Text segment
And frankly, a lot of times they haven't. But just because the tax code is so complex and they might not have a lot of military clients. So I think it's really important both for when you're hiring advisors, you want to make sure that they understand the military lifestyle. That can be either they were former military themselves, or they have a lot of military clients and they understand the complexities of military service but also don't make it overcomplicated.

Right. With the Military Spouse Residency Relief Act, I know it's changed this year in 2023, but in the previous year, it was very clear what military spouses could do. They could either declare their own state of residency, their spouse's state of residency, or the state that they were currently in.

And with those options, there's a pretty good chance that maybe one of those states would've been a no-state income tax state. So there was an opportunity there if spouses were making income from working a job, whether it was side income or full-time work, that they would be able to skip paying the state income tax legally based on the Military Spouse Residency Relief Act.

Okay, Erik, so a little detour there talking about hiring experts and hiring advisors that know your military situation, but I want to circle back to transitioning out of the military selling leave versus taking terminal leave. What are your thoughts on that? I know it's a controversial topic and everybody thinks they have the right answer.

[00:33:29] Erik: Yeah it is. I think the conventional wisdom is if you've got 60 days you just take terminal. I don't know if you guys have experienced that, but it's like everyone assumes, “Oh, you just build up your bank and you just take it.” But I don't know if the answer is really to sell it or take terminal.

I think there's a third option that may be optimal for folks, and I think it's certainly optimal for me, which is to take leave during the weeks and not on weekends, on family days. Then maybe you're selling the balance at the end. I did a post on this recently. I see terminal leave and taking leave because if you take 60 days, odds are we've got a family day every four weeks or something like that. Odds are you're going to be taking it over a couple of family days at least, and long four-day weekends. I'm not going to give away those days for free, so I'd rather just take my days off than that terminal leave. But again, I think it depends on what you're doing. So for me, I'm going to start working from home in October and my wife, and we're not moving, we're not starting a new life anywhere.

So that's a kind of a different scenario, I think than some people have. Whereas others are maybe starting a new life, leaving, maybe they're going on the crazy trip to Europe for 30 days that they always wanted to take but couldn't because they had a really intense job. Whereas me, I've got a nine to five and don't work weekends, so pretty easy for me to just use my leave optimally and just slowly transition out instead of this long block of sitting at home and terminal leave.

[00:34:57] Spencer: Yeah, so in my example last year, I ran the numbers as well, and I did the crazy thing where you just move overseas and travel a whole bunch. So for me, it made sense where I was like if I take 60 days of terminal leave, I could be collecting a paycheck that whole time.

I'm collecting Hawaii BAH and I'm gone. I'm just out of here. So I think that it just was really dependent on the scenario, if you have a really good job lined up, like right now a lot of our buddies in the Air Force are pilots, right? And they might have a job offer from United, American, or Delta, and the sooner they start, the higher the line number they're going to get and the sooner that they're going to build seniority out that airline.

Dataset rows
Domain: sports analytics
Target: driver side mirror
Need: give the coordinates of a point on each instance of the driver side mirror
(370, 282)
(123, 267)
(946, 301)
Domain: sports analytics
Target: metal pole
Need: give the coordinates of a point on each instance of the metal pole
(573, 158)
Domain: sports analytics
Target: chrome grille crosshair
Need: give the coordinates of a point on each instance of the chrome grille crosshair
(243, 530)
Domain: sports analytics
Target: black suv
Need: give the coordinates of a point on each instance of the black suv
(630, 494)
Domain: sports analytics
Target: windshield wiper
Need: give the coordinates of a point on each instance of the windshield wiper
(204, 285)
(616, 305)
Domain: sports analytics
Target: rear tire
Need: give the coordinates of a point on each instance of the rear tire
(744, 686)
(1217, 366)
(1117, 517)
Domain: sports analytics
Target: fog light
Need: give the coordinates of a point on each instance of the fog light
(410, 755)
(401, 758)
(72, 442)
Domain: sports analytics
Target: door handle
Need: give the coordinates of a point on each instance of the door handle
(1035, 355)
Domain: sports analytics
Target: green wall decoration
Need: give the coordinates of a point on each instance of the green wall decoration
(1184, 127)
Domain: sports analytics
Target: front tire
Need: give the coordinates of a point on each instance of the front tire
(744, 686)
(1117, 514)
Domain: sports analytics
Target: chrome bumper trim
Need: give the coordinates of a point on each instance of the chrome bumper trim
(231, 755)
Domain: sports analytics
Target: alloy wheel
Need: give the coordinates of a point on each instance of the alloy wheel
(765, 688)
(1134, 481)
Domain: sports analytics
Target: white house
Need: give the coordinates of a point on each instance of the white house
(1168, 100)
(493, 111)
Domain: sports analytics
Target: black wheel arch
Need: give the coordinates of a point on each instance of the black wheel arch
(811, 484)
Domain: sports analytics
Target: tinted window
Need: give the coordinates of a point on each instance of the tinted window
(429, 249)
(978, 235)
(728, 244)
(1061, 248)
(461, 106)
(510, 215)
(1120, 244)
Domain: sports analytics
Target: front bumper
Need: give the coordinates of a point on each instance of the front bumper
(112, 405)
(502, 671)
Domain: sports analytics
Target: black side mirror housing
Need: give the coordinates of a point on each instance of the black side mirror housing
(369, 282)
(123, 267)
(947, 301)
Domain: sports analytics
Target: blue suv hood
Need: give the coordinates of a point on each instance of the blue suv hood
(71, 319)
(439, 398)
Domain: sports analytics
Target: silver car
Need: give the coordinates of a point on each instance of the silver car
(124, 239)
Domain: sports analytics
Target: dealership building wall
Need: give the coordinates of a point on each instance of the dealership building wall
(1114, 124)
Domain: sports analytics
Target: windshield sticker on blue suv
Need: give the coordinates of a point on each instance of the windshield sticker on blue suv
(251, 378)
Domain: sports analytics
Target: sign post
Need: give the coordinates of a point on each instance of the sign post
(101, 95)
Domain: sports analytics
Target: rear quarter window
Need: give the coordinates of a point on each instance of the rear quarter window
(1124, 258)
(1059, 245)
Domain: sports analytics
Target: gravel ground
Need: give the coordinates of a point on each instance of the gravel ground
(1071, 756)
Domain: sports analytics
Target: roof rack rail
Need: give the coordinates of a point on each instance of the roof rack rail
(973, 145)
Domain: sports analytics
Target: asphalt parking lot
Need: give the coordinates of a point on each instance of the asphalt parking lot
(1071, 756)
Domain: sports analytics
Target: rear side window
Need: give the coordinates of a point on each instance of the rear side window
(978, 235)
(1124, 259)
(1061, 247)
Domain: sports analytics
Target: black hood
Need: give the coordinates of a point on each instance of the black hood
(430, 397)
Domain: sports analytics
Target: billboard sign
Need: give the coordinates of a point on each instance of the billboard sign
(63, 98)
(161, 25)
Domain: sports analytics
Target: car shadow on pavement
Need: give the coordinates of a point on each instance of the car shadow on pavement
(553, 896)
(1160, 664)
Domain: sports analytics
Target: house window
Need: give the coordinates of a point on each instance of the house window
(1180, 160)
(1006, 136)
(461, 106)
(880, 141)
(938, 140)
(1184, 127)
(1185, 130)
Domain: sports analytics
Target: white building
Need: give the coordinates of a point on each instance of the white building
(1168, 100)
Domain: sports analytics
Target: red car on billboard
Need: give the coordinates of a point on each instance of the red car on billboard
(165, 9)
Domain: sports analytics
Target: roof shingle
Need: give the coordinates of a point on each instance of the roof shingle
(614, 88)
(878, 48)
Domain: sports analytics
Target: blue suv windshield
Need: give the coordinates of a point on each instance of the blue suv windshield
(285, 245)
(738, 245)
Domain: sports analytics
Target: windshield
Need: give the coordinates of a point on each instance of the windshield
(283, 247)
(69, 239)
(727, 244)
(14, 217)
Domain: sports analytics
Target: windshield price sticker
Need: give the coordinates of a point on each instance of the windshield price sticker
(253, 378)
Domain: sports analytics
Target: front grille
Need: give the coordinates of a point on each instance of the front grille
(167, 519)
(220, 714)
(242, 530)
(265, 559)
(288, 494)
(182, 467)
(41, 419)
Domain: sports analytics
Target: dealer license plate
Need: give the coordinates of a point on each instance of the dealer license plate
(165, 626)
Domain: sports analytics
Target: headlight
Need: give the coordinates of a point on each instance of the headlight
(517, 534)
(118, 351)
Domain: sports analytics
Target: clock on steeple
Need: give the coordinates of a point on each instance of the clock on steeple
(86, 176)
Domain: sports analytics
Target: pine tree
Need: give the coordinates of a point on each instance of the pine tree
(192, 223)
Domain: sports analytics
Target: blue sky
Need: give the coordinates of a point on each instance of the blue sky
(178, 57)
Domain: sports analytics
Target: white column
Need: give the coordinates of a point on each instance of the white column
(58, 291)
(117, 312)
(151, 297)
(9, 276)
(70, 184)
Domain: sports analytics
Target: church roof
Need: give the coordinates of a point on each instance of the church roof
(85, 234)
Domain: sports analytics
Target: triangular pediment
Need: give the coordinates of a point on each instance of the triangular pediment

List of tasks
a) Please answer these questions from the transcript, one line each:
(i) Under the Military Spouse Residency Relief Act as it applied in the previous year, which three states could military spouses declare?
(ii) In what month does Erik say he will start working from home?
(iii) Which three airlines are named as possible employers for Air Force pilots?
b) Count the lines in the entries that contain the string "pole". Case counts. Give only the number.

The solutions
a)
(i) Their own state of residency, their spouse's state of residency, or the state they were currently in.
(ii) October.
(iii) United, American, and Delta.

b) 2